- PROBLEM TO WORK ON
Continue the news piece on the Oxford study of COVID-19's neurological and psychiatric effects, starting right after its last sentence.

- STUDY TEXT
The Perfect Enemy | COVID can cause brain fog, dementia two years after infection — study
July 23, 2025
COVID can cause brain fog, dementia two years after infection — study
COVID can cause brain fog, dementia two years after infection — study

People who’ve had COVID-19 face increased risks of neurological and psychiatric conditions like brain fog, psychosis, seizures and dementia up two years after infection.

Driving the news: That’s according to a new large-scale University of Oxford study that also found anxiety and depression were more common after COVID, though typically subsided within two months of infection.

Why it matters: The study, published in the Lancet Psychiatry journal on Wednesday, is the “first to attempt to examine some of the heterogeneity of persistent neurological and psychiatric aspects of COVID-19 in a large dataset,” according to an accompanying editorial.

  • “The results have important implications for patients and health services as it suggests new cases of neurological conditions linked to COVID-19 infection are likely to occur for a considerable time after the pandemic has subsided,” per a statement from study lead author Paul Harrison, a professor of psychiatry.

- EXTRACTED ENTRIES
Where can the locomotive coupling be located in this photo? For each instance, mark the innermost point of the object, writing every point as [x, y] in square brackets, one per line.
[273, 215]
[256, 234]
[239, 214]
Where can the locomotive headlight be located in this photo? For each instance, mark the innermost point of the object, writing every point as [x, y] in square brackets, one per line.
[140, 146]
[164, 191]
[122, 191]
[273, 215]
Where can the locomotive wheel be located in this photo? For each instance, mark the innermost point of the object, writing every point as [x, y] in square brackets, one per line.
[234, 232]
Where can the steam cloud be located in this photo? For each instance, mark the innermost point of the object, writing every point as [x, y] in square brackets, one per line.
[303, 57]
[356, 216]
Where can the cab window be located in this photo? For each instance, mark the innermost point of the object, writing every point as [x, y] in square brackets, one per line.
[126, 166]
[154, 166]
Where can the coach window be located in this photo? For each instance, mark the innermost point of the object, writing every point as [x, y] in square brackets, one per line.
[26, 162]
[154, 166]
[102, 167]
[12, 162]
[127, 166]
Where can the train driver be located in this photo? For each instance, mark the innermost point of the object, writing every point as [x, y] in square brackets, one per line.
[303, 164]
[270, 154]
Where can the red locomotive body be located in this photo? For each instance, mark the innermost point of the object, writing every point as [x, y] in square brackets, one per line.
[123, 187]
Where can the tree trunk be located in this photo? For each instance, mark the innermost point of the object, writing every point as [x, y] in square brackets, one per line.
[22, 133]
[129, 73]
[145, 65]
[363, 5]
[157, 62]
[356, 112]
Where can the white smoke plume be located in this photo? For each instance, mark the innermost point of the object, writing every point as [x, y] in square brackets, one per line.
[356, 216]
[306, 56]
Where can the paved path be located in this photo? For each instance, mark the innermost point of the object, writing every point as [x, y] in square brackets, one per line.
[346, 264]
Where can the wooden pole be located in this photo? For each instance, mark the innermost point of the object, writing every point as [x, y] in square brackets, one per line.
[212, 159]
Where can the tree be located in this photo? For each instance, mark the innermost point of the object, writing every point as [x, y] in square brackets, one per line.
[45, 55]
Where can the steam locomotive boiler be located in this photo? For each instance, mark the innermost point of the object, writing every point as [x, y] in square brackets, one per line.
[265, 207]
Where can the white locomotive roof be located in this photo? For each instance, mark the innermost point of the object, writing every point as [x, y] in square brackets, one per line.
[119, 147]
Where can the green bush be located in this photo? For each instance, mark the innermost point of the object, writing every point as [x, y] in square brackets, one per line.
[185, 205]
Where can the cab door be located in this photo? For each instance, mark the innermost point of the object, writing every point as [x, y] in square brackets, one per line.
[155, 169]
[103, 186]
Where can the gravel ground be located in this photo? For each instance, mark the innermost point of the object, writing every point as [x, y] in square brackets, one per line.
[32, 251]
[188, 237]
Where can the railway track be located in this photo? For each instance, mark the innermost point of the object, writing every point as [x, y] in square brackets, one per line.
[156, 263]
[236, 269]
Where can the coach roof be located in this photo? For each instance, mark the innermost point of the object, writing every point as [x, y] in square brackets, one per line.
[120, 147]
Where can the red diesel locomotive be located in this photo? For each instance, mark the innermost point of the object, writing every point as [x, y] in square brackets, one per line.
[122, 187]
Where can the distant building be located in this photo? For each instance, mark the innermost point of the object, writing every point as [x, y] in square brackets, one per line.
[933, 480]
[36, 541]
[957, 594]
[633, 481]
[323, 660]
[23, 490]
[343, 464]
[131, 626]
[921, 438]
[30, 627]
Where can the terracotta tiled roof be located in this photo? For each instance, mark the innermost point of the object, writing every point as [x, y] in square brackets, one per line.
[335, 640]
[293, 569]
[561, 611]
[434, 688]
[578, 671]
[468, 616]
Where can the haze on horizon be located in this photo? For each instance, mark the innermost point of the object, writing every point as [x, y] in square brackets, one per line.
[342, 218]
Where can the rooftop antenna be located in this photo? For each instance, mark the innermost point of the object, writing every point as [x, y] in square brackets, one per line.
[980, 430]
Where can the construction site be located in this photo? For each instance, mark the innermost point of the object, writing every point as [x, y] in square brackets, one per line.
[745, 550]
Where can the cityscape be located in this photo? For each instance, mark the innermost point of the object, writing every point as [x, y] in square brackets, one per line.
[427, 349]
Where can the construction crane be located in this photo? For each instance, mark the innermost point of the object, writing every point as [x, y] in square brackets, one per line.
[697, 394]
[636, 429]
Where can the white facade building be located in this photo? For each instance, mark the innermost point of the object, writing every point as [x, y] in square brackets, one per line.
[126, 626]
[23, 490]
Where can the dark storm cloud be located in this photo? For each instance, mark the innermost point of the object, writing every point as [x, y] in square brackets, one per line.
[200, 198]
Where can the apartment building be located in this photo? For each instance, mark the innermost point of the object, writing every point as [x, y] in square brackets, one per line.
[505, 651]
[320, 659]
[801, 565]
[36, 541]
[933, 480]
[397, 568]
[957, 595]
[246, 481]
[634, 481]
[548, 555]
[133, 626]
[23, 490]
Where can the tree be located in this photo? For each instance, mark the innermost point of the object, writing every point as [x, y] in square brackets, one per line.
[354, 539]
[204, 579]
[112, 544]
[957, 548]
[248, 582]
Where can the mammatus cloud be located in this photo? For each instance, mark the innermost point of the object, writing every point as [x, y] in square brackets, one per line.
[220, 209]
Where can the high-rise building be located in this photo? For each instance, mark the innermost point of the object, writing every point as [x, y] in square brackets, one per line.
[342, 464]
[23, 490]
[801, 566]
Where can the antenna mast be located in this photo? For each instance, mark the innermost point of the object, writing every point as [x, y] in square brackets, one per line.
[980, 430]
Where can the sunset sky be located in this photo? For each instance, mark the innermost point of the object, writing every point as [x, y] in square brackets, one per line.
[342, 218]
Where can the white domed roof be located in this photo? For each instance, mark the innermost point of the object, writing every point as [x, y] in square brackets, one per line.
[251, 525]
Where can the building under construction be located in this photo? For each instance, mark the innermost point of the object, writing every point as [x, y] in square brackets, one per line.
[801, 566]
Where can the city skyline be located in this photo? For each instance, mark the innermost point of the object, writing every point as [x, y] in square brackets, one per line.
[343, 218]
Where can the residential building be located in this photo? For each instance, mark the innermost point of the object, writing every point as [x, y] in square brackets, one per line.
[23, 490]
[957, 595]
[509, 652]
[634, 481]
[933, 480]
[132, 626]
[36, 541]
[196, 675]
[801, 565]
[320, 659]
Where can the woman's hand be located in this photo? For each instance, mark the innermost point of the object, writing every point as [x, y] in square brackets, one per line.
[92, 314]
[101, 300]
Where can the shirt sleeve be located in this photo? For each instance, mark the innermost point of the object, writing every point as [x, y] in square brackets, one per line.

- ANSWER SECTION
By the numbers: Researchers examined the risks of 14 different disorders in more than 1.25 million patients, ranging from children to seniors who were mostly in the U.S., two years on from COVID infection and compared them with electronic records some 1.25 million people affected by other respiratory infections.

Worth noting: Researchers found children were twice as likely to develop epilepsy or seizures (260 in 10,000) within two years of a COVID infection, compared to those who’d had other respiratory infections (130 in 10,000).

  • The risk of being diagnosed with a psychiatric disorder also increased, though occurrence was still rare — 18 in 10,000.

The bottom line, via Harrison: The findings highlight the need for more research to understand why such neurological conditions are occurring after COVID “and what can be done to prevent or treat these conditions.”